> _Material shown_:
•••••

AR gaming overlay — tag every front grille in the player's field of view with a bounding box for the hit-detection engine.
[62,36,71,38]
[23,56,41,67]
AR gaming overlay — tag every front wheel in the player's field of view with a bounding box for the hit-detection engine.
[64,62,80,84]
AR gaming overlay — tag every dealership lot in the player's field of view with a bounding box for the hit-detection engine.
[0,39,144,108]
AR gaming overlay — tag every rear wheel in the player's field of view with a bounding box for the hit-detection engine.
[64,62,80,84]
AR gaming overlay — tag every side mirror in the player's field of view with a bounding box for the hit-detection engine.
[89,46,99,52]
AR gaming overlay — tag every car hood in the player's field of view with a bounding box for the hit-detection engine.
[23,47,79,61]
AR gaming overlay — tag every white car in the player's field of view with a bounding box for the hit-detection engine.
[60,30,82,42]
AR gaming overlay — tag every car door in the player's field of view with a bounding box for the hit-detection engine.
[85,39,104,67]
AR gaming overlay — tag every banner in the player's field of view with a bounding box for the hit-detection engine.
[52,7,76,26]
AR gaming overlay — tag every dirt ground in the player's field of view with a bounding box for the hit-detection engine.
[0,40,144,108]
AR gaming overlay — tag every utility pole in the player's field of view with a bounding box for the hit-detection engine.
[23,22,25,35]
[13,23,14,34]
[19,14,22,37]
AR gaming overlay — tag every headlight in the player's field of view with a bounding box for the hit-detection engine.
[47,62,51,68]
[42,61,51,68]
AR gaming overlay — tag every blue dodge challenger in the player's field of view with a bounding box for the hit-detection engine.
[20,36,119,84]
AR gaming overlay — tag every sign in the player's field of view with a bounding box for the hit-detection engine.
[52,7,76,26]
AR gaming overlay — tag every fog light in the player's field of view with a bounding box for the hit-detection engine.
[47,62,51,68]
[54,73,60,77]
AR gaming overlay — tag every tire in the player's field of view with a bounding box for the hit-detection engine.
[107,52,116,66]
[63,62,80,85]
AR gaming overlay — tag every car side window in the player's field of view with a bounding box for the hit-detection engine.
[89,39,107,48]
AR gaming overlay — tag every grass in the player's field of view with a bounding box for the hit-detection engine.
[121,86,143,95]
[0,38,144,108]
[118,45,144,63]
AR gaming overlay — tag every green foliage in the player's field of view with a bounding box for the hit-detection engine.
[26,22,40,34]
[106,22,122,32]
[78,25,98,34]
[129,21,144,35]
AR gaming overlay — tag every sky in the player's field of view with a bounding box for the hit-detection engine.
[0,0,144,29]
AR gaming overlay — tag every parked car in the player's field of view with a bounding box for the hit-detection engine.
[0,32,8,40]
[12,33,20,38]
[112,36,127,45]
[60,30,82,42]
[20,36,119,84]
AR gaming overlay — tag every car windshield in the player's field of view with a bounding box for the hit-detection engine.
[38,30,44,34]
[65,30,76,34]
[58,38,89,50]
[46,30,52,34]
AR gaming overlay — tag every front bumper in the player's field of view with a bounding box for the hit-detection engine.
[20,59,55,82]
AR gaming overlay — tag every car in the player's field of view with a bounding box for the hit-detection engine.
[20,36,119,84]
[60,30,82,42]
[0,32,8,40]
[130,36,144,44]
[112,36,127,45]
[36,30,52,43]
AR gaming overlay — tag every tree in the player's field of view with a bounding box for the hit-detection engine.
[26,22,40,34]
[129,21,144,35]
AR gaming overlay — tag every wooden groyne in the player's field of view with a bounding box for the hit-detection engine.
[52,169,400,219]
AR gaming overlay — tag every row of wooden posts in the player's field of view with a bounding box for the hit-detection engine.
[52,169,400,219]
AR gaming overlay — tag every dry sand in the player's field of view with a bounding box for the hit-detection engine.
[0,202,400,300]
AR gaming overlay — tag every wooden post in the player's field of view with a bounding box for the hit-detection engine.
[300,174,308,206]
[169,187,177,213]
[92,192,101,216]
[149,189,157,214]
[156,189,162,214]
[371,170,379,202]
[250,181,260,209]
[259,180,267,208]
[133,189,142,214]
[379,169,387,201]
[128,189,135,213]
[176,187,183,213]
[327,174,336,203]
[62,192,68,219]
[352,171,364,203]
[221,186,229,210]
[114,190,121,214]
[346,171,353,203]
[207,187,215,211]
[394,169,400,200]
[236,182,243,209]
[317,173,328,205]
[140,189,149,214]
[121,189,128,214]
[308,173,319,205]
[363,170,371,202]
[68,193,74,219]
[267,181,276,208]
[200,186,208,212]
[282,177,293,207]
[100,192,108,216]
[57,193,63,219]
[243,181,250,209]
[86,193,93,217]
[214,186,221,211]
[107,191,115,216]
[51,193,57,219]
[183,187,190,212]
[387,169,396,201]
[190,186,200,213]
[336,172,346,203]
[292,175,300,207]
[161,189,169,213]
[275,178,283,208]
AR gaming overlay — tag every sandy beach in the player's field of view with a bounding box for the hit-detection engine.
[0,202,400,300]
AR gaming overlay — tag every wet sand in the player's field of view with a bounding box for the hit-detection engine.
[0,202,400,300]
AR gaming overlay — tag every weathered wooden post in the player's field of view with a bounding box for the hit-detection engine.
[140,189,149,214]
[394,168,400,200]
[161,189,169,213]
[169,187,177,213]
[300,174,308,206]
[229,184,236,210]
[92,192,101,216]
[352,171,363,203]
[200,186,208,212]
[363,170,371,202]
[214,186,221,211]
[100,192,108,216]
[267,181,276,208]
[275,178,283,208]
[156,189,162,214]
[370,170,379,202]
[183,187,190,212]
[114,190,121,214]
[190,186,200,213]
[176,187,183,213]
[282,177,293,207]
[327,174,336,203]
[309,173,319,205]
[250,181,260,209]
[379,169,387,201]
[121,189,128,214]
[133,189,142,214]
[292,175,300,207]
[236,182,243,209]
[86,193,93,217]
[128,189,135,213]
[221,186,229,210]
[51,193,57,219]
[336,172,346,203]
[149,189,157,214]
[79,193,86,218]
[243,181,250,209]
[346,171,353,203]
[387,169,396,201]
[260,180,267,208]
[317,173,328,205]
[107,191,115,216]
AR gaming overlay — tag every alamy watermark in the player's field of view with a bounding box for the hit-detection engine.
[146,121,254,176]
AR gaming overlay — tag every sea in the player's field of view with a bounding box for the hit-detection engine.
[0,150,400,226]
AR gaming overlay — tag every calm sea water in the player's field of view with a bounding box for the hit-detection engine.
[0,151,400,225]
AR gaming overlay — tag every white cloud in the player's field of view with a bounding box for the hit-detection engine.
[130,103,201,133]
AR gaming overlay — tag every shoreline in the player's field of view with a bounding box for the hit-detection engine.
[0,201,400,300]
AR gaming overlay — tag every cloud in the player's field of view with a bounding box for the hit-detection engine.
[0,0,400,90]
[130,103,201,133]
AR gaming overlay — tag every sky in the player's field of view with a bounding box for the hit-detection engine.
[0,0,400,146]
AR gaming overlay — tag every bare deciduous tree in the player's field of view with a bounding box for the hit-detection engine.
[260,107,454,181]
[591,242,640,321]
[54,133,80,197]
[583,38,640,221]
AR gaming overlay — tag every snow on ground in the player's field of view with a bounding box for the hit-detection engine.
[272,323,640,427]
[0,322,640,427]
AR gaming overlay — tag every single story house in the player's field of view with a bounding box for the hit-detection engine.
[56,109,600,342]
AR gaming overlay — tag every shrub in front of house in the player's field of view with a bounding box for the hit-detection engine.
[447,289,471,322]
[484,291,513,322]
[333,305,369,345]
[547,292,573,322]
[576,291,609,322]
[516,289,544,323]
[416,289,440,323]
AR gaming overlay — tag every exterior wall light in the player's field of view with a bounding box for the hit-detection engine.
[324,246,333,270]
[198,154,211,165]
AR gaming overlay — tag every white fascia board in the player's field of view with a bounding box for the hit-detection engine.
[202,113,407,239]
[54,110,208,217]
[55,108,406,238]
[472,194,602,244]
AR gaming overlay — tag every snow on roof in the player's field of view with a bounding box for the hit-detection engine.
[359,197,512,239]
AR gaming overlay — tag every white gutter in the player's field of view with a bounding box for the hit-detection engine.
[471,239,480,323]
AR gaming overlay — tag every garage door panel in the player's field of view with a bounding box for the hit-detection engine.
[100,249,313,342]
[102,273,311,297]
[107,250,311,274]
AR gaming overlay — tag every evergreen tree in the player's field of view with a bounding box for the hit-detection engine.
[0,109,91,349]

•••••

> _Aim of the task_: Return every line from the items above that contains the string "side". Case matters.

> _Result of the task_:
AR gaming overlay — tag every side mirror in the player's field of view with a bounding box for the hit-detection engine.
AR gaming overlay — tag every car side window in the player's field of view with a bounding box for the hit-detection engine.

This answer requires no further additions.